[DATASET EXTRACT — start]

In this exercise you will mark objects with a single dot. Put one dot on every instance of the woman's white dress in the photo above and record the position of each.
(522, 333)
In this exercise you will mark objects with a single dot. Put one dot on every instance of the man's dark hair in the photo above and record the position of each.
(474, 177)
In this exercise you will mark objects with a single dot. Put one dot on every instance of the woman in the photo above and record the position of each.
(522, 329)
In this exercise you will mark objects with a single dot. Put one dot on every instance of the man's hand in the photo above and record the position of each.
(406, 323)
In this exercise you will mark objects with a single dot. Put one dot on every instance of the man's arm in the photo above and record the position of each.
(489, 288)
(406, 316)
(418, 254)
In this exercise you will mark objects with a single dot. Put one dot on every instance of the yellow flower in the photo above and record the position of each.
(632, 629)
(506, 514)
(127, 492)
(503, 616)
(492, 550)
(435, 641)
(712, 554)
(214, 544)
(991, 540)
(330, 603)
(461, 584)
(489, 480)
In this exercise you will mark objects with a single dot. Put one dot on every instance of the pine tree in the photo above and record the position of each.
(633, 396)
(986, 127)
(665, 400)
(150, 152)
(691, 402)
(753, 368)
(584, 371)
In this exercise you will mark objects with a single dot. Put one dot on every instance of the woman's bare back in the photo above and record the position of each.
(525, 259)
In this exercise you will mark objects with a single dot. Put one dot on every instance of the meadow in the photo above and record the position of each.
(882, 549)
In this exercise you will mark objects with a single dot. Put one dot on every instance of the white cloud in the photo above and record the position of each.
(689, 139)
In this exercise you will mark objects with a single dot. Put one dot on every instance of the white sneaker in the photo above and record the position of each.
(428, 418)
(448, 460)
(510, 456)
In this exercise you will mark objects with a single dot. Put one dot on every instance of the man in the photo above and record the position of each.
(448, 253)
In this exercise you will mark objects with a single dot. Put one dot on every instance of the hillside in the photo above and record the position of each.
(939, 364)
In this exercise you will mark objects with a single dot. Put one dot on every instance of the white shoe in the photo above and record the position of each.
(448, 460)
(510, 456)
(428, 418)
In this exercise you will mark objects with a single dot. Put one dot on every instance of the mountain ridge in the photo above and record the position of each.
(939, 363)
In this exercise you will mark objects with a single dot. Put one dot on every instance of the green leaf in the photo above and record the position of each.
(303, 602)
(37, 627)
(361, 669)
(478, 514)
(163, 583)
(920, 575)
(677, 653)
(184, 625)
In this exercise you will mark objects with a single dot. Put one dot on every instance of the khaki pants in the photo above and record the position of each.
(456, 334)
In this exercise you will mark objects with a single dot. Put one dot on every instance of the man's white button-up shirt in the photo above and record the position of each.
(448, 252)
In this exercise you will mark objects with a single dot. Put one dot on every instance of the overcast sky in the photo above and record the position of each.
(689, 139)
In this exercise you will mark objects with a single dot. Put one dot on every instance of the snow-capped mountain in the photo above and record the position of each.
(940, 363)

[DATASET EXTRACT — finish]

TASK DESCRIPTION:
Reproduce each record above exactly, keeping every word as it stands.

WRITTEN SOLUTION:
In this exercise you will mark objects with a single dot. Put one dot on every instance of the woman's white dress in the photo above and record the position of each.
(522, 333)
In this exercise you will mark objects with a single dot. Put one dot on every instance of the man's dark hair in the photo above and record the position of each.
(474, 177)
In this exercise you will mark objects with a single dot. Put one dot on every instance of the woman in the photo above and record the position of each.
(522, 329)
In this exercise you will mark objects with a single dot. Put one dot on every instance of the man's hand in the photo above and record the position of each.
(406, 323)
In this exercise you will mark objects with a single dot. Put one dot on every instance of the man's arm in the photo above and record the position of each.
(489, 288)
(406, 316)
(418, 254)
In this exercise you will mark objects with a single dot. Put one dot on every instance of the yellow flower in the photo above and record the position of each.
(632, 629)
(506, 514)
(127, 492)
(503, 616)
(492, 550)
(435, 641)
(712, 554)
(214, 544)
(991, 540)
(330, 603)
(461, 584)
(489, 480)
In this exercise you will mark objects with a single dot. Put one dot on every instance of the pine tree in the photo above and record the position of each.
(633, 396)
(986, 127)
(665, 400)
(150, 152)
(691, 402)
(753, 368)
(584, 371)
In this exercise you will mark objects with a single dot. Put one dot on every instance of the woman's bare back in the photo above and record the position of each.
(525, 259)
In this exercise you will mark objects with a single dot. Put one dot on every instance of the meadow in the photo above and record the position of each.
(882, 549)
In this exercise you will mark objects with a single dot. Put one dot on every instance of the white cloud in the photo above and record the position of each.
(689, 139)
In this exercise you will mark objects with a single dot. Put one dot on every instance of the white sneaker in the photo above and record the position of each.
(428, 418)
(448, 460)
(510, 456)
In this exercise you will mark objects with a single dot. Put one dot on every instance of the man in the photo above and record the position of each.
(448, 253)
In this exercise you will mark objects with a single dot. Put one dot on every instance of the hillside in the photo above and record the position of each.
(939, 364)
In this exercise you will mark objects with a single dot. Put one dot on every instance of the white shoe in the photo above and record the position of each.
(448, 460)
(510, 456)
(428, 418)
In this exercise you will mark objects with a single dot. Put one dot on every instance of the mountain ridge in the photo above and record the position of each.
(939, 363)
In this exercise you will mark objects with a single dot. Put one dot on every instance of the green leaf in the photo above and record the position of each.
(303, 602)
(37, 627)
(361, 669)
(478, 514)
(163, 583)
(920, 575)
(677, 653)
(184, 625)
In this exercise you will mark objects with a single dot. Put one dot on every instance of the khaki pants in the photo above and record the position of each.
(456, 334)
In this exercise you will mark objects with a single dot. Put one dot on every instance of the man's white button-up shirt in the photo above and record the position of each.
(448, 252)
In this exercise you will mark objects with a single dot. Put one dot on every instance of the overcast sky in the photo above and record the position of each.
(689, 139)
In this exercise you will mark objects with a single dot. Put one dot on every instance of the snow-capped mountain in the photo above and record the position of each.
(940, 363)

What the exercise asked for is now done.